The following numbers (in the second column) all end with the digit
1, 3, 5, or 7. It's obvious why they are all odd. Why can the last
digit never be 9, even if you extended the sequence?
i = (i << 1) + 1;
translates to
i = i*2 +1;
This is a first order difference equation with solution (given the initial
condition)
i_n = 2^n - 1
where i_n is the nth term in the sequence and ^ denotes exponent.
(Alternatively, you are forming each successive number by left-shifting and
adding 1, which means that you have a binary number consisting solely of 1s.
Such numbers are of the form 2^n - 1.)
For a number to end in 9, we would need:
2^n - 1 == K*10 + 9
for some integers n and K. Adding 1 to both sides
2^n == K*10 + 10
or
2^n == (K+1)*10
Dividing both sides by 2:
2^(n-1) == (K+1)*5
We see that the left hand side has 2 as its only prime factor, whereas the
right hand side has 5 as a prime factor. By the unique prime factorisation
theorem, this is impossible if the left and right hand sides are equal. This
shows the equality is impossible. QED.

┄┄┄┄┄┄┄┄┄┄┄┄┄┄┄┄┄┄┄┄

■ YOUR TASK ■
Repeat the part of the text about numbers never ending in 9, everything from "The following numbers" down to "and ^ denotes exponent.".

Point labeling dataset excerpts
┄┄┄┄┄┄┄┄┄┄┄┄┄┄┄┄┄┄┄┄

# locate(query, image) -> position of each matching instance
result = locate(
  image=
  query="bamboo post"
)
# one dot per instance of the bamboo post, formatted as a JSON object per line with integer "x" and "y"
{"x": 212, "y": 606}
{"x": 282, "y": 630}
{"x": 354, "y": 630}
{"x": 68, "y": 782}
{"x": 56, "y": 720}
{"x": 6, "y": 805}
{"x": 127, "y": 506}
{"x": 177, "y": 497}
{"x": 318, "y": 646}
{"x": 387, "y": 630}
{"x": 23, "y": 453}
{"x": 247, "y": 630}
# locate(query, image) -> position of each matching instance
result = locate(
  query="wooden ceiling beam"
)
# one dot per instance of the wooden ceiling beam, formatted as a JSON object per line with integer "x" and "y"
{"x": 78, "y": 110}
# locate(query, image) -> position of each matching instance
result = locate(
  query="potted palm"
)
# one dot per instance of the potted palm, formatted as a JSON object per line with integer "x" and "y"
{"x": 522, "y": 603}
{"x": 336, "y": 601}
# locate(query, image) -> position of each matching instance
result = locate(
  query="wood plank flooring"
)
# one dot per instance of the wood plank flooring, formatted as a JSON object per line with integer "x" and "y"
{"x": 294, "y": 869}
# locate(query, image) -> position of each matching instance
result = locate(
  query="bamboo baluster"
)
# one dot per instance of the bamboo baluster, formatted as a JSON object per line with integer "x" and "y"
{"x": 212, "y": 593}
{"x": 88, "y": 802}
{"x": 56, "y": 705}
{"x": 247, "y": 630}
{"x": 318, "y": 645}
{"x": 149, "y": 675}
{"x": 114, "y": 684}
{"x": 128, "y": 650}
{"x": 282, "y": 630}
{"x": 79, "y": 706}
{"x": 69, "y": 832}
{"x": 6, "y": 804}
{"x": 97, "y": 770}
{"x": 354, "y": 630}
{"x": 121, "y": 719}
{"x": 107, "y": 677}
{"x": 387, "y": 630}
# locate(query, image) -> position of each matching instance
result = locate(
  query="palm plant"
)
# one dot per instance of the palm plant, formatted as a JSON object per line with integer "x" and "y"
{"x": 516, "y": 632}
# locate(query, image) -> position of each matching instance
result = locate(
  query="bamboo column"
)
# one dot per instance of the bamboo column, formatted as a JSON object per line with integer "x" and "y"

┄┄┄┄┄┄┄┄┄┄┄┄┄┄┄┄┄┄┄┄

■ EXPECTED ANSWER ■
The following numbers (in the second column) all end with the digit
1, 3, 5, or 7. It's obvious why they are all odd. Why can the last
digit never be 9, even if you extended the sequence?
i = (i << 1) + 1;
translates to
i = i*2 +1;
This is a first order difference equation with solution (given the initial
condition)
i_n = 2^n - 1
where i_n is the nth term in the sequence and ^ denotes exponent.